Exercise materials:
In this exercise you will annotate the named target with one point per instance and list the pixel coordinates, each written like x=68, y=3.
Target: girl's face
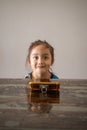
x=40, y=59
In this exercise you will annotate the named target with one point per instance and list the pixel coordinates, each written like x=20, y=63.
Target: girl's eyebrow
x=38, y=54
==
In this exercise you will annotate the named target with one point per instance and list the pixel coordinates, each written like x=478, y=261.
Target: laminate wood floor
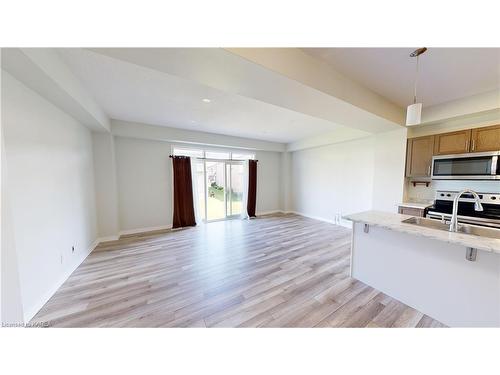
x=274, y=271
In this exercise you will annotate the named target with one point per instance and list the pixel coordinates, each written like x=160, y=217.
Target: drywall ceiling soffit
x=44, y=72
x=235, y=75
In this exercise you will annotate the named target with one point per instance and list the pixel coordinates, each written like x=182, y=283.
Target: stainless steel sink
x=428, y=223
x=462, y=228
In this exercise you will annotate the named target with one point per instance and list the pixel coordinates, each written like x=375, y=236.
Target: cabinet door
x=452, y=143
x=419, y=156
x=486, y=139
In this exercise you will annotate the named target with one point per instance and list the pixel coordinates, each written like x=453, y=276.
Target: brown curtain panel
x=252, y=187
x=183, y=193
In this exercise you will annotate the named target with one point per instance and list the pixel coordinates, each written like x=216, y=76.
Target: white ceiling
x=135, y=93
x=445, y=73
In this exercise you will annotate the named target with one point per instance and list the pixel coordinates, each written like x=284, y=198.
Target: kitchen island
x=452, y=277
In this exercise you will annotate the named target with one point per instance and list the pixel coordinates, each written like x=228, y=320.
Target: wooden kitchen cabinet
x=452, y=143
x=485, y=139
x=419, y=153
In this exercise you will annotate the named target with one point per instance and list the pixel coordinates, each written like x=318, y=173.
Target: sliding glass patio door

Your task: Convert the lines of the entries above, starting at the line that contains "like x=160, y=217." and ending at the line that contains "x=452, y=277", into a Markdown table with the columns Row and Line, one row per line and blank lines left out.

The output:
| Row | Line |
|---|---|
| 1 | In this exercise you will annotate the named target with one point per instance and list the pixel coordinates, each written like x=160, y=217. |
| 2 | Target: drywall ceiling soffit |
| 3 | x=44, y=72 |
| 4 | x=235, y=75 |
| 5 | In this exercise you will annotate the named target with one point per instance and list the pixel coordinates, each written like x=182, y=283. |
| 6 | Target: stainless steel sink |
| 7 | x=428, y=223 |
| 8 | x=462, y=228 |
| 9 | In this exercise you will annotate the named target with one point per instance and list the pixel coordinates, each written like x=375, y=236. |
| 10 | Target: cabinet door |
| 11 | x=452, y=143 |
| 12 | x=419, y=156 |
| 13 | x=486, y=139 |
| 14 | In this exercise you will annotate the named target with one point per instance and list the pixel coordinates, each written like x=453, y=276. |
| 15 | Target: brown curtain panel |
| 16 | x=252, y=187 |
| 17 | x=183, y=193 |
| 18 | In this exercise you will annotate the named target with one point per instance and list the pixel coordinates, each written like x=216, y=76. |
| 19 | Target: white ceiling |
| 20 | x=135, y=93 |
| 21 | x=445, y=73 |
| 22 | In this exercise you will annotate the named target with one point per instance and list the pixel coordinates, each written like x=284, y=198. |
| 23 | Target: kitchen island |
| 24 | x=452, y=277 |